— CHALLENGE —
Print the stretch of the listing from the line containing "arch in the image above." through the line containing "99 10 425 121", reproducing both end lines and everything between them without alteration.
___
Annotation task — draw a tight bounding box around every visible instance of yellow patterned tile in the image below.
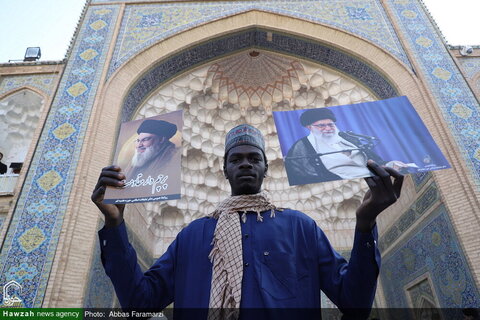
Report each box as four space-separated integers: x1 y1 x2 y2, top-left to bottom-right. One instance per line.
53 122 75 140
80 49 98 61
415 37 432 48
450 103 473 119
90 19 107 31
18 227 45 253
432 67 452 81
37 170 62 192
402 10 417 19
67 82 88 98
93 9 112 16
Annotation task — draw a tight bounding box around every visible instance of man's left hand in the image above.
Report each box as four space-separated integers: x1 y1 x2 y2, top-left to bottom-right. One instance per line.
356 160 403 232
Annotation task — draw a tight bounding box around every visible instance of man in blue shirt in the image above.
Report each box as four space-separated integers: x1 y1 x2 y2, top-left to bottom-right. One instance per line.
92 125 403 319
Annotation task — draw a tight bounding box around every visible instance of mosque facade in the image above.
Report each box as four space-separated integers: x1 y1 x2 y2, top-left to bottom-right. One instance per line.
0 0 480 318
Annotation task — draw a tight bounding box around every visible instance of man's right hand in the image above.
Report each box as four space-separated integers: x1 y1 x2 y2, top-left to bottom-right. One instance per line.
91 165 125 228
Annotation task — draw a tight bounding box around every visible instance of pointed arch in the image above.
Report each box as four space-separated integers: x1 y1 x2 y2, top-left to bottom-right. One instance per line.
99 10 425 121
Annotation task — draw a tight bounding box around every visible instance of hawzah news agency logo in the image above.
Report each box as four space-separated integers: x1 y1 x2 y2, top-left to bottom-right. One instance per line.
3 280 22 307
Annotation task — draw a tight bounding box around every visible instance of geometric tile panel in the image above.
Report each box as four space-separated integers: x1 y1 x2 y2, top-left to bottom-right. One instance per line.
385 0 480 190
378 183 439 252
0 5 118 308
109 0 410 75
0 73 58 96
122 28 398 121
380 205 480 319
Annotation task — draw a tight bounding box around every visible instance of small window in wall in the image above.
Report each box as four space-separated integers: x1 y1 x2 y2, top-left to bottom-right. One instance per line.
0 89 44 194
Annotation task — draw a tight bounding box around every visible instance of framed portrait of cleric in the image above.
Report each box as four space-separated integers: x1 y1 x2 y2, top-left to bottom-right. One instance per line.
103 110 183 204
273 97 450 185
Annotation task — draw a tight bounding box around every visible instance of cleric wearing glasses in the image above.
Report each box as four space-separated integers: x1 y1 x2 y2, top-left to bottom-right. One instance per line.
285 108 405 185
125 119 178 180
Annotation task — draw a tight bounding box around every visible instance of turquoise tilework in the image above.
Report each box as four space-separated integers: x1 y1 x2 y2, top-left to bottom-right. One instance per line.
380 204 480 319
411 171 432 191
385 0 480 189
459 57 480 79
109 0 410 75
0 6 118 308
378 183 440 252
0 73 58 96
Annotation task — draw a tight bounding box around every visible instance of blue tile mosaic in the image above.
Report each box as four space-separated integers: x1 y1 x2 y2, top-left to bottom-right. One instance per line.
122 28 398 121
378 183 440 252
0 6 118 308
385 0 480 190
109 0 410 75
410 171 432 191
380 204 480 319
0 73 58 96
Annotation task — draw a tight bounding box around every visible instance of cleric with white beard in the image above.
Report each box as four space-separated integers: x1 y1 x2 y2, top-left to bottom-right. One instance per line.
285 108 384 185
125 119 177 180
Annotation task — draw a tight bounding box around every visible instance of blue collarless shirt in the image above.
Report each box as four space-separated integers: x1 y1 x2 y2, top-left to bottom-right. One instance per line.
99 209 380 318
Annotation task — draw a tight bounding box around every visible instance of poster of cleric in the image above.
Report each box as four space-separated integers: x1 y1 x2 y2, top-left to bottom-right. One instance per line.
273 97 450 185
103 110 183 204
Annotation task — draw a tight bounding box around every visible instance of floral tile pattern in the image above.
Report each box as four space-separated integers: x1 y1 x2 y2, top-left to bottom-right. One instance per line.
0 6 118 308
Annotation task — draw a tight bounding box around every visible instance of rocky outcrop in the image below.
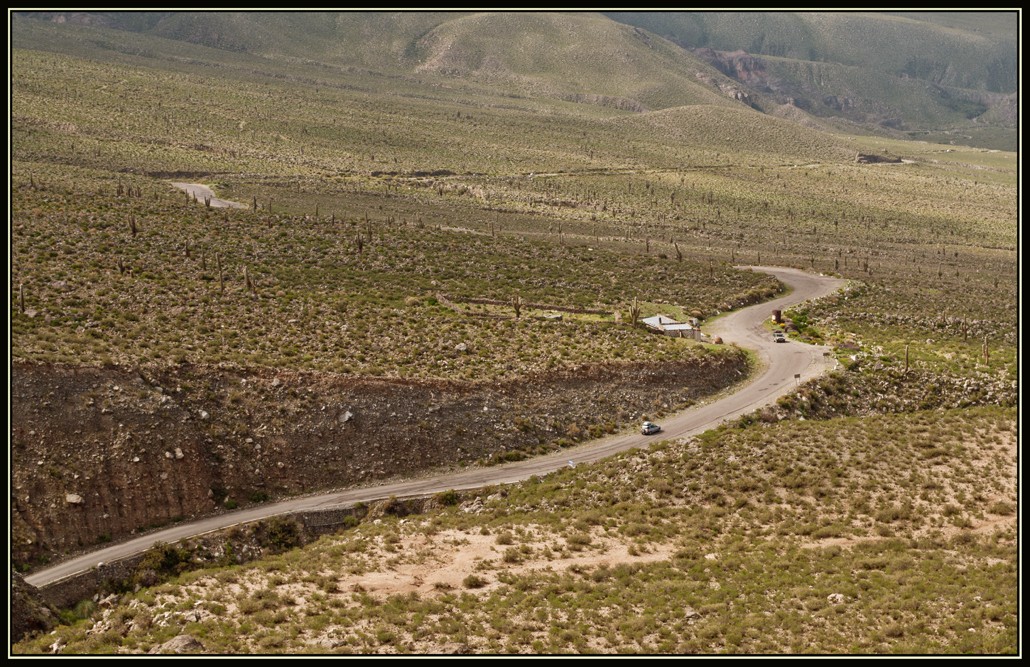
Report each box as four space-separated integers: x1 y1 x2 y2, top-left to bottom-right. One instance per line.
10 572 57 643
11 349 747 564
148 635 204 655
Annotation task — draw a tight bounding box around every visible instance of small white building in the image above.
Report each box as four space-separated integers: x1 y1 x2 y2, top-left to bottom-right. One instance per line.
641 315 701 341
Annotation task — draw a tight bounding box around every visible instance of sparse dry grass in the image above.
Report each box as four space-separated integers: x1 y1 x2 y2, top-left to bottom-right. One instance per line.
15 409 1018 654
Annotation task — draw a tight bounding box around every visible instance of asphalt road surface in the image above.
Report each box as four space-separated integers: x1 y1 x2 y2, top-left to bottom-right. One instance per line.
25 265 844 587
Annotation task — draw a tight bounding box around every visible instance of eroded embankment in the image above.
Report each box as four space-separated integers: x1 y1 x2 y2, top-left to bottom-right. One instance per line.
10 348 747 564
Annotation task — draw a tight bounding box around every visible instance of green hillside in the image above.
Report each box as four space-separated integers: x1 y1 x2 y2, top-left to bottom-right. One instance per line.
8 11 1021 654
607 12 1018 148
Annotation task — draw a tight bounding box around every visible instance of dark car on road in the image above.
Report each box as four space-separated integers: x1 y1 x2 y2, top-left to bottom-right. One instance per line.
641 422 661 435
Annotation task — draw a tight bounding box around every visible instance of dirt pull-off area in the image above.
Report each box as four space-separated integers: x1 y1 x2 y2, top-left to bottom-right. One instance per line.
11 350 747 564
172 183 246 208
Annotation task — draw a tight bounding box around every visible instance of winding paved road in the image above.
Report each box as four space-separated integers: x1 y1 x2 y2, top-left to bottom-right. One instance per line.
25 263 844 587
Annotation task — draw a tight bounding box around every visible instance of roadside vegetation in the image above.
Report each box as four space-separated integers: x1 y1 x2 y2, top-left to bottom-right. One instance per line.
14 408 1018 654
9 15 1019 654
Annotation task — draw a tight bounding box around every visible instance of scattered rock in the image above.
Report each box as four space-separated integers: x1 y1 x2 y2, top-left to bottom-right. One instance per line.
148 635 204 655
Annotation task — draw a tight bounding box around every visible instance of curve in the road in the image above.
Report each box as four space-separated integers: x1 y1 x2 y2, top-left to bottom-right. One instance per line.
25 267 844 587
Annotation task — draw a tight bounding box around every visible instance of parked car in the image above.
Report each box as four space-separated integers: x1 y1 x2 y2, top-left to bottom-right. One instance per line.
641 422 661 435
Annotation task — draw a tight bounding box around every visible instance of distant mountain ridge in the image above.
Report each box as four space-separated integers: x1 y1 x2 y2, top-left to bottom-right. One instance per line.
16 11 1019 147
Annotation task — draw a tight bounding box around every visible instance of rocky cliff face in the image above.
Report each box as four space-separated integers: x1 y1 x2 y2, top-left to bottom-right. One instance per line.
10 349 747 563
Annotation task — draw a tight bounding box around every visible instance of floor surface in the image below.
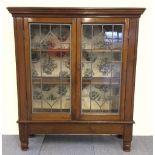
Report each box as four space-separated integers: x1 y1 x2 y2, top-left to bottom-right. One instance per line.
2 135 153 155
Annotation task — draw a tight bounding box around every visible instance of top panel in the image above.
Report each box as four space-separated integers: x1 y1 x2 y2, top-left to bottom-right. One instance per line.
7 7 145 17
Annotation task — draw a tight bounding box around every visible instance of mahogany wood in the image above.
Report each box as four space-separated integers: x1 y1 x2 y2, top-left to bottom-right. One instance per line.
7 7 145 151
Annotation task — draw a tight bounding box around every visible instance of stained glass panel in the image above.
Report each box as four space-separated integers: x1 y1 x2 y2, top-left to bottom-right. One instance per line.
81 24 123 114
29 23 71 112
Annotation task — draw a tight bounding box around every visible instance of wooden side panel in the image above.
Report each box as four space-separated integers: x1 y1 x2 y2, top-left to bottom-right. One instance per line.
123 18 138 151
14 17 28 120
125 18 138 120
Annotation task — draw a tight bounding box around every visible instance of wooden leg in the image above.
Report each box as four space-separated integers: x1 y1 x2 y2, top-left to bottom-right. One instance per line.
123 125 132 152
29 134 36 138
123 141 131 152
19 124 28 151
116 135 123 139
___
— RESPONSE BELOW —
Annotation task — draw a tight bounding box around every visible instance of pointed arch in the image above.
Report each box as four space-separated integers: x1 y1 x2 y2, top-left to bottom-right. One instance per line.
99 10 425 121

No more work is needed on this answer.